The road is winding. Sharp curves, hairpin turns, and one-lane bridges abound. If you are not accustomed to this type of driving… well, get ready. Whether you are the one behind the wheel or just the passenger, it is quite the experience. You will feel a bit tense, might even get a bit nauseous. Occasionally, on the very narrow roads, locals who live or work along the route will speed past you – be sure to give way. If you do not feel comfortable driving yourself, there are tours that are available.
While this driving route is called the Road to Hana, Hana is not actually the end stop. Nor is Hana that exciting of a place. The real value comes from all of the small stops along the way. There are waterfalls, black sand beaches, bamboo forests, lava rocks, surfing beaches, and plenty of road-side food stalls.
What made our road trip was downloading and following along to the Road to Hana GyPSy Guide. This app plays audio automatically based on your GPS, telling stories and giving directions as you drive. It tells you when to pull over or what to look out for. Even if you don’t have data, just download the app when you have wifi back at your hotel, and it works offline while on the road. At the end of the drive, the narrator felt like a friend. A nerdy but lovable friend who always has your back.
The next three things on this list are places you can (and should) visit while doing the Road to Hana.
2. Garden of Eden
Found at mile marker 10.5 on the Hana Highway, Garden of Eden is one of the few private paid attractions on the Road to Hana. This lush garden is 26 acres of tropical beauty. There are many winding nature trails that take you through the extensive collection of native plants. From the garden, you can also see the large rock from the opening sequence of Jurassic Park. There is also a large waterfall, bamboo forest, and a 100-year-old mango tree.

• [What you should do] List every kind of small stop that the Road to Hana text names as lying along the way.

Stored dataset items:

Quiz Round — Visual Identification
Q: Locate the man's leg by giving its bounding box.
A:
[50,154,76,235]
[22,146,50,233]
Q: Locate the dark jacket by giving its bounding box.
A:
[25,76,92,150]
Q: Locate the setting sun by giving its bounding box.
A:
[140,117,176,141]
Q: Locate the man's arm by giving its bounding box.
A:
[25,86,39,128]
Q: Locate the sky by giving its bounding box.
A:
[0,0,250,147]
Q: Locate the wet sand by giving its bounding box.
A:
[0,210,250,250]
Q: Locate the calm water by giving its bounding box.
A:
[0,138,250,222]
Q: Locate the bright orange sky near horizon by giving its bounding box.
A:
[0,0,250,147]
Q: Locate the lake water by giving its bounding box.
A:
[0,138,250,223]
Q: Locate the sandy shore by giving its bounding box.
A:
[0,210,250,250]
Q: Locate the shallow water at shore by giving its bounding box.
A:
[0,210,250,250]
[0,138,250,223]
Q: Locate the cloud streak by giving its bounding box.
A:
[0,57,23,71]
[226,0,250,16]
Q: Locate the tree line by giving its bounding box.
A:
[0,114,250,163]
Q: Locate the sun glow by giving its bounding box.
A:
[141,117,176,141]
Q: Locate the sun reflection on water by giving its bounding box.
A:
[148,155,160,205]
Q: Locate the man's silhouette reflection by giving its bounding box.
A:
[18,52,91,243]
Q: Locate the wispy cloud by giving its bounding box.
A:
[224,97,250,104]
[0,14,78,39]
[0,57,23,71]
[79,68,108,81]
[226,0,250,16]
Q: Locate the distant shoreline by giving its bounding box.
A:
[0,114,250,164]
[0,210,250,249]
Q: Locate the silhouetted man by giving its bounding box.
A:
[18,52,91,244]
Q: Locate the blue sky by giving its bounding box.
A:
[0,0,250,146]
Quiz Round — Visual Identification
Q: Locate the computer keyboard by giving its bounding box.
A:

• [Expected answer]
- Waterfalls
- Black sand beaches
- Bamboo forests
- Lava rocks
- Surfing beaches
- Road-side food stalls